### SHORT EXERCISE
Please rewrite the records below with every "pixel coordinates" switched to "image coordinates" and nothing else changed. Leave the pictures out of your answer.

### RECORDS FOR THIS EXERCISE
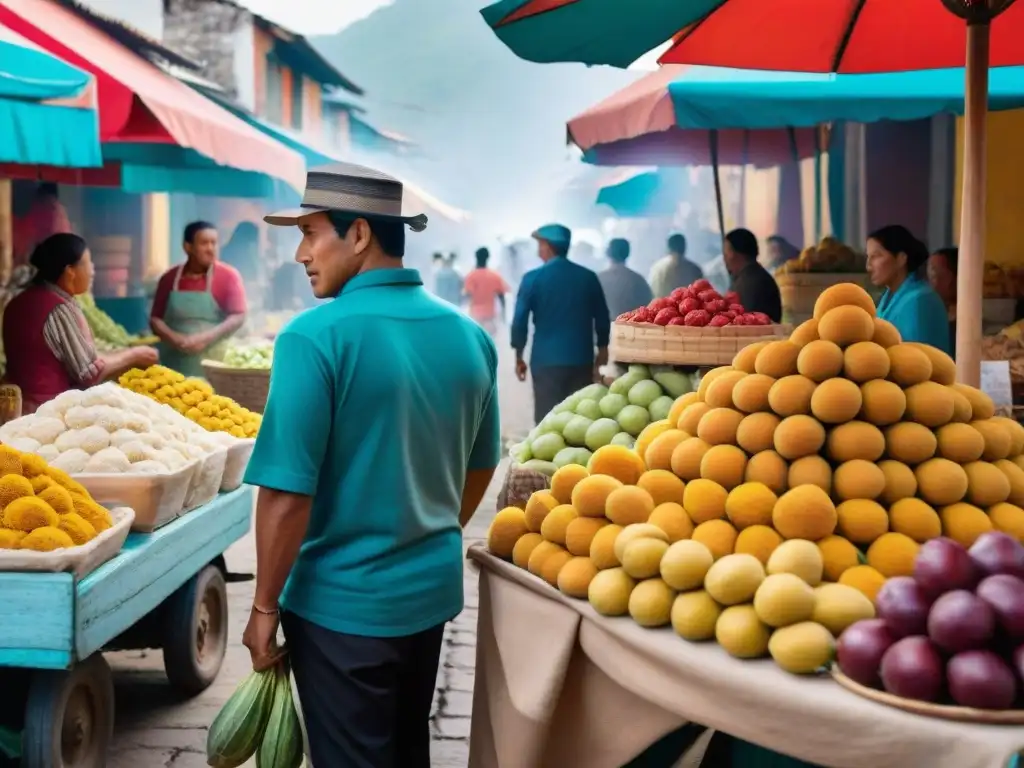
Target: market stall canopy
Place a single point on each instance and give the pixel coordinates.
(47, 108)
(141, 105)
(644, 124)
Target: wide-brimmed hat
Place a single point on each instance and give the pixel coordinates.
(353, 189)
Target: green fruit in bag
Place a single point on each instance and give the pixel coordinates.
(237, 730)
(282, 745)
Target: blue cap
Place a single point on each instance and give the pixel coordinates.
(558, 236)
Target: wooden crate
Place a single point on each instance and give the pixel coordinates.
(681, 345)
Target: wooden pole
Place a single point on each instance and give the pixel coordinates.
(971, 267)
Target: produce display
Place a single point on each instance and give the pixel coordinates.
(109, 430)
(598, 416)
(43, 509)
(194, 398)
(107, 333)
(695, 306)
(771, 506)
(950, 633)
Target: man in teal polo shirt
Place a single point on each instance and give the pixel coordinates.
(380, 436)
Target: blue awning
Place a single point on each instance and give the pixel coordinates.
(47, 109)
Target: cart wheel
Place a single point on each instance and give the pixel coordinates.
(196, 632)
(69, 718)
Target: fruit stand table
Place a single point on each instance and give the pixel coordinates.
(557, 684)
(164, 590)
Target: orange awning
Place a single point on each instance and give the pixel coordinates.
(140, 103)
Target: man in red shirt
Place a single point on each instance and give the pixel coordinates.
(198, 305)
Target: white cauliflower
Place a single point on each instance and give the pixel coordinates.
(94, 438)
(72, 462)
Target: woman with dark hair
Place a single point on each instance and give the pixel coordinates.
(895, 262)
(46, 339)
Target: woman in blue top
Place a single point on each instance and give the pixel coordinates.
(895, 260)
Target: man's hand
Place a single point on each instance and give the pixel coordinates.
(261, 639)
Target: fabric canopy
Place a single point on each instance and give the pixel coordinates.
(138, 103)
(47, 108)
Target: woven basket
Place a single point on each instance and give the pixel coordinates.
(681, 345)
(248, 387)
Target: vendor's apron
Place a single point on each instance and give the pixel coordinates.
(190, 312)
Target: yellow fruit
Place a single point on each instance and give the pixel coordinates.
(725, 465)
(985, 484)
(941, 482)
(769, 468)
(800, 557)
(740, 633)
(858, 479)
(861, 520)
(694, 615)
(609, 592)
(778, 358)
(524, 548)
(805, 333)
(590, 496)
(734, 579)
(576, 576)
(564, 479)
(685, 564)
(650, 603)
(846, 326)
(836, 401)
(751, 393)
(538, 507)
(619, 462)
(856, 439)
(750, 504)
(686, 458)
(819, 360)
(1009, 518)
(964, 523)
(893, 555)
(759, 541)
(602, 547)
(747, 356)
(718, 426)
(886, 334)
(843, 294)
(658, 454)
(629, 505)
(798, 436)
(811, 470)
(864, 361)
(805, 512)
(838, 605)
(838, 555)
(914, 518)
(507, 527)
(802, 648)
(631, 532)
(672, 518)
(910, 443)
(864, 579)
(783, 599)
(642, 557)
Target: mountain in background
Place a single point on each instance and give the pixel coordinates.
(492, 126)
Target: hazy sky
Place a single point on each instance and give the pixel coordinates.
(314, 16)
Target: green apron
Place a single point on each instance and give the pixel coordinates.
(190, 312)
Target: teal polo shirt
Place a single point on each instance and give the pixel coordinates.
(380, 401)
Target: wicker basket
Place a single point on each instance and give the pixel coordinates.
(246, 386)
(681, 345)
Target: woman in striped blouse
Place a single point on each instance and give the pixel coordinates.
(46, 340)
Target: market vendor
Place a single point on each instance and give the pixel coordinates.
(46, 338)
(198, 305)
(895, 258)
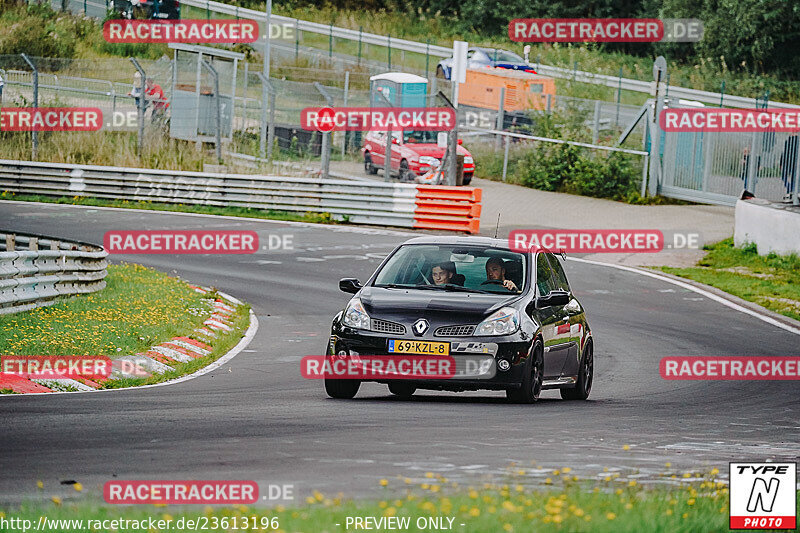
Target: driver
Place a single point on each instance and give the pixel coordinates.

### SOLUTION
Target: market stall canopy
Place a single point on each instance and give the image coordinates.
(47, 108)
(141, 105)
(644, 124)
Target: wide-brimmed hat
Place a single point on each instance and give the image coordinates.
(353, 189)
Target: green fruit in bag
Place a single point on each instance and give the image coordinates.
(237, 730)
(282, 745)
Target: blue cap
Place a single point on each instance and give the image coordinates.
(558, 236)
Target: wooden crate
Place a single point on each instance and give the image coordinates.
(681, 345)
Target: wooden pole
Place a single point on each instance and give the image coordinates.
(971, 267)
Target: produce display
Place a single point on each instance and give the image coordinates.
(109, 430)
(598, 416)
(43, 509)
(194, 398)
(107, 333)
(695, 306)
(771, 506)
(950, 633)
Target: man in teal polo shirt
Place a single point on each instance and give the image coordinates.
(380, 436)
Target: blue awning
Place a single point on each instance and give the image coordinates.
(47, 109)
Target: cart wheel
Place a single point on each instance and give the image coordinates.
(196, 632)
(69, 718)
Target: fruit stand table
Place a single point on each instance and give the image coordinates.
(557, 684)
(164, 590)
Target: orange awning
Place a single point on each instance and give the image coordinates.
(140, 103)
Target: man in red shirt
Place a single point on each instance and give the image coordinates.
(198, 305)
Target: white cauliflower
Place a single point on each instance and give the image coordinates.
(94, 438)
(72, 462)
Target: woman with dark hair
Place a single point on each instance and give the image coordinates.
(895, 262)
(46, 339)
Target: woman in blue top
Place a single point on each instance and give the image coordinates.
(895, 260)
Target: man's hand
Place a single point on each instance and give the image coordinates.
(261, 639)
Target: fabric canopy
Place a single point on each instance and give the image coordinates.
(138, 103)
(47, 108)
Target: woven basket
Place a single point on each instance and give the image coordinates.
(681, 345)
(248, 387)
Target: vendor's apron
Place a single point on each instance and give the image coordinates.
(190, 312)
Target: yellow fruit
Place a single point on each instance and give the image coordinates.
(725, 465)
(985, 484)
(941, 482)
(769, 468)
(800, 557)
(740, 633)
(858, 479)
(861, 520)
(694, 615)
(609, 592)
(778, 358)
(524, 548)
(805, 333)
(590, 496)
(734, 579)
(576, 576)
(564, 479)
(685, 564)
(650, 603)
(846, 326)
(836, 401)
(751, 393)
(538, 507)
(619, 462)
(856, 439)
(750, 504)
(686, 458)
(819, 360)
(1009, 518)
(964, 523)
(893, 555)
(759, 541)
(602, 547)
(747, 356)
(718, 426)
(886, 334)
(843, 294)
(658, 454)
(629, 505)
(798, 436)
(811, 470)
(864, 361)
(805, 512)
(838, 605)
(838, 555)
(914, 518)
(507, 527)
(802, 648)
(631, 532)
(672, 518)
(910, 443)
(864, 579)
(783, 599)
(642, 557)
Target: mountain in background
Place a single point on each instance and give the image coordinates.
(492, 126)
Target: hazy sky
Place a single point on each instance and give the image coordinates.
(314, 16)
Target: green apron
Place a single point on each instance and give the image coordinates.
(190, 312)
Target: teal polo shirt
Place a single point on each instance and give the image coordinates.
(380, 401)
Target: wicker basket
Place a single point on each instance and give the image coordinates.
(246, 386)
(681, 345)
Target: woman in striped blouse
Place a single point on each instance and give the image coordinates.
(46, 340)
Target: market vendor
Place a single point on each instance and give the image coordinates.
(46, 338)
(198, 305)
(895, 258)
Target: driver
Place a single point on each instance and give the image coordinates.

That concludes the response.